[Written problem]
Extract the full discussion on reworking the `cat` implementation, word for word and from start to finish.

[Excerpt to read]
>> Start
Rework `cat` implementation #18

lkdvos · 2025-02-04T13:10:20Z

I cooked up a minimal version of the parts of a small adaptation to the Base implementation of cat with more well-defined entry-points for customization, and which should be friendly on both inference and invalidations because the dispatching is happening in steps.

Let me know how you feel about this and we can think about the most convenient way of integrating this into the rest of the framework.

codecov · 2025-02-04T13:11:42Z

Codecov Report

Attention: Patch coverage is 86.27451% with 7 lines in your changes missing coverage. Please review.

Project coverage is 81.56%. Comparing base (8371a5e) to head (11f2013).

Files with missing lines	Patch %	Lines
src/concatenate.jl	85.71%	7 Missing ⚠️

Additional details and impacted files

@@            Coverage Diff             @@
##             main      #18      +/-   ##
==========================================
+ Coverage   72.89%   81.56%   +8.67%     
==========================================
  Files           9       10       +1     
  Lines         321      293      -28     
==========================================
+ Hits          234      239       +5     
+ Misses         87       54      -33

Flag	Coverage Δ
docs	`?`

Flags with carried forward coverage won't be shown. Click here to find out more.

☔ View full report in Codecov by Sentry.
📢 Have feedback on the report? Share it here.

mtfishman · 2025-02-04T15:01:02Z

I think it is ok, I see that you tried to stick closer to the implementation of Base.cat. However, I think I would prefer a strategy more like the design of Base.Broadcast.Broadcasted, which as you know stores the expression and a style based on combining the styles of the arguments. Having to overload cat_similar(::Type{T}, shape, args...) to get the destination object isn't ideal since you still have the issue of having many potential combinations of arguments to deal with.
>> End
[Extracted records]
>> Start
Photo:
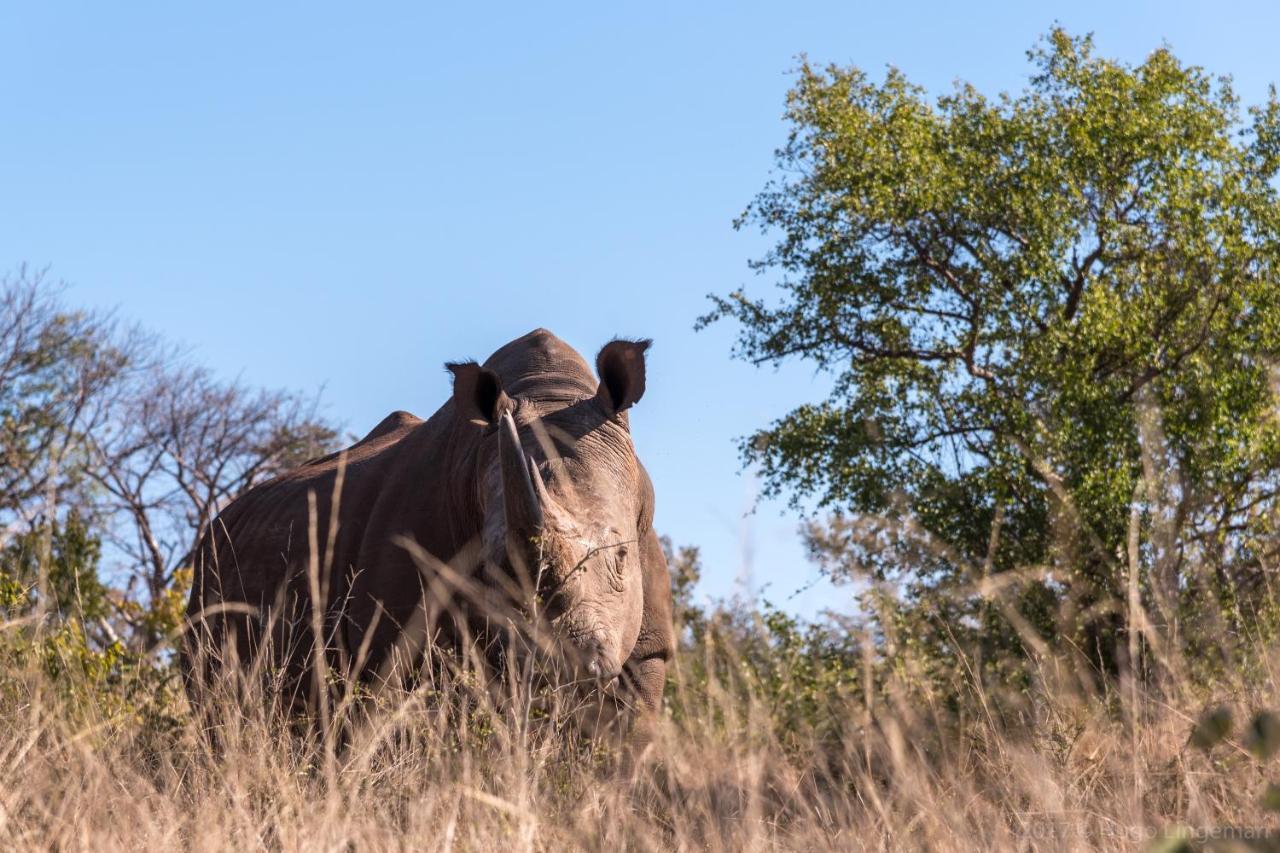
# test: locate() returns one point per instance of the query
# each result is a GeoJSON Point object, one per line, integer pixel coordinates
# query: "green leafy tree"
{"type": "Point", "coordinates": [1052, 319]}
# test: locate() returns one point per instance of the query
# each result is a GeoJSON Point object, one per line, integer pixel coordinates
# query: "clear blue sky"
>> End
[Task answer]
Rework `cat` implementation #18

lkdvos · 2025-02-04T13:10:20Z

I cooked up a minimal version of the parts of a small adaptation to the Base implementation of cat with more well-defined entry-points for customization, and which should be friendly on both inference and invalidations because the dispatching is happening in steps.

Let me know how you feel about this and we can think about the most convenient way of integrating this into the rest of the framework.

codecov · 2025-02-04T13:11:42Z

Codecov Report

Attention: Patch coverage is 86.27451% with 7 lines in your changes missing coverage. Please review.

Project coverage is 81.56%. Comparing base (8371a5e) to head (11f2013).

Files with missing lines	Patch %	Lines
src/concatenate.jl	85.71%	7 Missing ⚠️

Additional details and impacted files

@@            Coverage Diff             @@
##             main      #18      +/-   ##
==========================================
+ Coverage   72.89%   81.56%   +8.67%     
==========================================
  Files           9       10       +1     
  Lines         321      293      -28     
==========================================
+ Hits          234      239       +5     
+ Misses         87       54      -33

Flag	Coverage Δ
docs	`?`

Flags with carried forward coverage won't be shown. Click here to find out more.

☔ View full report in Codecov by Sentry.
📢 Have feedback on the report? Share it here.

mtfishman · 2025-02-04T15:01:02Z

I think it is ok, I see that you tried to stick closer to the implementation of Base.cat. However, I think I would prefer a strategy more like the design of Base.Broadcast.Broadcasted, which as you know stores the expression and a style based on combining the styles of the arguments. Having to overload cat_similar(::Type{T}, shape, args...) to get the destination object isn't ideal since you still have the issue of having many potential combinations of arguments to deal with.